Challenge — Please say whether each of these statements agrees with the passage on merger court decisions, answering yes or no and quoting the deciding words exactly: (a) the government never wins a merger case unless barriers to entry exist; (b) efficiencies raise the probability that the government will prevail; (c) other structural conditions compatible with collusion are treated as necessary conditions for a merger challenge to be upheld.

The court decisions clearly show that barriers to entry are a necessary condition for a merger to be considered anticompetitive. The government never wins unless barriers exist. Efficiencies appear to lower the probability that the government will prevail, with a bigger effect in relatively marginal cases. It is possible that the courts realize that the anticompetitive effects remain speculative without a collusion story to explain how prices will rise. If the efficiency explanation proves persuasive, the courts may accept a small risk of an anticompetitive effect for a likely procompetitive effect from the efficiencies. Thus, it is possible that efficiencies and anticompetitive effects are not being explicitly balanced in the decisions, but the courts are choosing a likely efficiency benefit over a speculative loss in competition.

The court decisions suggest evidence beyond concentration is useful in many merger decisions. One statistical model suggests if the concentration ratio does not exceed 1,800 (with barriers and no efficiencies) the merger is unlikely to be condemned, unless a strong structural case can be made. On the other hand, the model predicts that factors suggesting the market is likely to remain competitive, such as buyer power, may offset the anticompetitive presumption of concentration in the area of 1,800-2,400. This represents a significant generalization of the traditional idea accepted by the Guidelines that concentration in the range of 1,800 to 2,400, by itself, can support an inference of anticompetitive pricing, at least in the presence of barriers to entry. It is clear that the Chicago learning has prevailed in some courts, but unlike the analysis of barriers, other structural conditions compatible with collusion are not considered necessary conditions for any merger challenge to be upheld. If the courts completely reject DOJ Guidelines' reliance on concentration in the future, the Chicago theory will have a final triumph in the reform of the antitrust law.

Dataset rows on object locations —
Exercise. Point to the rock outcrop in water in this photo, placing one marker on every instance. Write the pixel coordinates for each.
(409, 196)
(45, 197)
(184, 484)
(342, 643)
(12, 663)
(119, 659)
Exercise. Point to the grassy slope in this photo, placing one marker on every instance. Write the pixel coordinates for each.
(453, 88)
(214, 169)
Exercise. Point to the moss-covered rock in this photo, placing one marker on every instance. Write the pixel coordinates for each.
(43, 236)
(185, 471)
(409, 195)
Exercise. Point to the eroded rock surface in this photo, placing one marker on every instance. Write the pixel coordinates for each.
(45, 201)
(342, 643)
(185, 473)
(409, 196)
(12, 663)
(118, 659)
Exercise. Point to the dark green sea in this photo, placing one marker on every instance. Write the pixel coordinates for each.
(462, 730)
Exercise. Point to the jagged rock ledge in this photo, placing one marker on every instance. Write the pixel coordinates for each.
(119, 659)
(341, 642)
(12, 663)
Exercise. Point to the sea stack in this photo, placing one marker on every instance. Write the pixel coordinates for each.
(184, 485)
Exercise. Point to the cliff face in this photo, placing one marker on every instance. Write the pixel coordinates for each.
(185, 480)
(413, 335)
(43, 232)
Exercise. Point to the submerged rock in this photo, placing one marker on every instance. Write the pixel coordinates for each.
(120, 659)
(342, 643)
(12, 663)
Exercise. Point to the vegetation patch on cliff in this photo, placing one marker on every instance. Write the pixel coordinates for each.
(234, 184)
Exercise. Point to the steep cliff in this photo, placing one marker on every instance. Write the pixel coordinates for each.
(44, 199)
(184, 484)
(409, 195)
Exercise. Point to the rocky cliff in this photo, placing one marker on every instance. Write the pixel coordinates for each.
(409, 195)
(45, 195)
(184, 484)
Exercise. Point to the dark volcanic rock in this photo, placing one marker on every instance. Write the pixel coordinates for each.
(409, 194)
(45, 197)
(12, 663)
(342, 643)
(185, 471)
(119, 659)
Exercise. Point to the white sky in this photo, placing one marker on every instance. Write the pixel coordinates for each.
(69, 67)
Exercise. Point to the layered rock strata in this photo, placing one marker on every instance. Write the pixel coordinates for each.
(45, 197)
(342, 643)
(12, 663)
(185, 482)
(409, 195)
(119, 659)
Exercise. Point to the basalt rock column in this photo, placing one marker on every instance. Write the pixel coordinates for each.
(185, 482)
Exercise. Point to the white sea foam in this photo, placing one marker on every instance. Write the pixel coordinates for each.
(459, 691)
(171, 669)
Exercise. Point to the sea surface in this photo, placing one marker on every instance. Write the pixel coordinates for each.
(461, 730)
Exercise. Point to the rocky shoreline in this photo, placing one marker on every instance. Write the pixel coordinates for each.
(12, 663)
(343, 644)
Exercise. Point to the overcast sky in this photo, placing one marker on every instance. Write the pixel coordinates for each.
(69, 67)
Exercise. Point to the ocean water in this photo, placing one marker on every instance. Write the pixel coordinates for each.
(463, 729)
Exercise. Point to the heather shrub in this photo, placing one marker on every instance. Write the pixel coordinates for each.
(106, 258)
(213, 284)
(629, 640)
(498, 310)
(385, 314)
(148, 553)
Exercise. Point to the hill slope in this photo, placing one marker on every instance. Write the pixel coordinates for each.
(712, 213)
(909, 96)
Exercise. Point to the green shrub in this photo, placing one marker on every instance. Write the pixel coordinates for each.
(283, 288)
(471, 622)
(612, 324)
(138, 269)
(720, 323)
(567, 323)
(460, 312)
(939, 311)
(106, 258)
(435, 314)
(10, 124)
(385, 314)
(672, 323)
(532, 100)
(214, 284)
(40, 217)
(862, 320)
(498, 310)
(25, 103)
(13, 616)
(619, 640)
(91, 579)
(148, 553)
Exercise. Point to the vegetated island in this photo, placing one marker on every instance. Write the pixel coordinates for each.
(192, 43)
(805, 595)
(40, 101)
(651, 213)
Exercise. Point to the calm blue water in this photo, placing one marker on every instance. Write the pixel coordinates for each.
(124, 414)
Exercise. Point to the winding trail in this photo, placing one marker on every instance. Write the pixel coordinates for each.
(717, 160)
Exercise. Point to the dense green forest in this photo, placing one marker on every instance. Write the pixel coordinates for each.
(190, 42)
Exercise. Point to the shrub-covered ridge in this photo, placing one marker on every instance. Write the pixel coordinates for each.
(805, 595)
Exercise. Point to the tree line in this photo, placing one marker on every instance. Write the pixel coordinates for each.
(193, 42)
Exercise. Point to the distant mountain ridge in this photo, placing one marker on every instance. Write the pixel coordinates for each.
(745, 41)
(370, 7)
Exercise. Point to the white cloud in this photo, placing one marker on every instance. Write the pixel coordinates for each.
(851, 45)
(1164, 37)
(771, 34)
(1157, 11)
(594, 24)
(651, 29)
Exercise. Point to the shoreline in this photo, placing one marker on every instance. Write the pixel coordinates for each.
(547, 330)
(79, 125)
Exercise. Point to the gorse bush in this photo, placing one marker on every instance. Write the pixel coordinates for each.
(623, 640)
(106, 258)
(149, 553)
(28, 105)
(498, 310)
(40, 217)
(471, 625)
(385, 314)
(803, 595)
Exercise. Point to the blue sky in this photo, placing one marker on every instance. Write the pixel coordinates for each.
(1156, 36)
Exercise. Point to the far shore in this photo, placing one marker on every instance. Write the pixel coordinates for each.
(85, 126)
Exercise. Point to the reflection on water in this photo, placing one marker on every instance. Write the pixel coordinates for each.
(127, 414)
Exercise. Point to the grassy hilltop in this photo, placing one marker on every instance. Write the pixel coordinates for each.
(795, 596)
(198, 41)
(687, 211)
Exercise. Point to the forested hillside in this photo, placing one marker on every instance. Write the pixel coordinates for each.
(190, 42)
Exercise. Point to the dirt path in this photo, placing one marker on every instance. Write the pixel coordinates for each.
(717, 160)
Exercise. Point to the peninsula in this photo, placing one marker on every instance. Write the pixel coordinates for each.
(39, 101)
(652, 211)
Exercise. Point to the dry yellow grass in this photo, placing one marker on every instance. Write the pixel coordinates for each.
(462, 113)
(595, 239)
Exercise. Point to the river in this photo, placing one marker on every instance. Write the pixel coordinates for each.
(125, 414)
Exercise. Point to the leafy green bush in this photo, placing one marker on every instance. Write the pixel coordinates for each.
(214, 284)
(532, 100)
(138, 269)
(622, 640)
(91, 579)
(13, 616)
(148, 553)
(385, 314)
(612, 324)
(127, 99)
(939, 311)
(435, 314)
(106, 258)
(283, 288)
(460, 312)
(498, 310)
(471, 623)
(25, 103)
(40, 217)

Final result —
(a) Yes: "The government never wins unless barriers exist."
(b) No: "Efficiencies appear to lower the probability that the government will prevail"
(c) No: "other structural conditions compatible with collusion are not considered necessary conditions for any merger challenge to be upheld"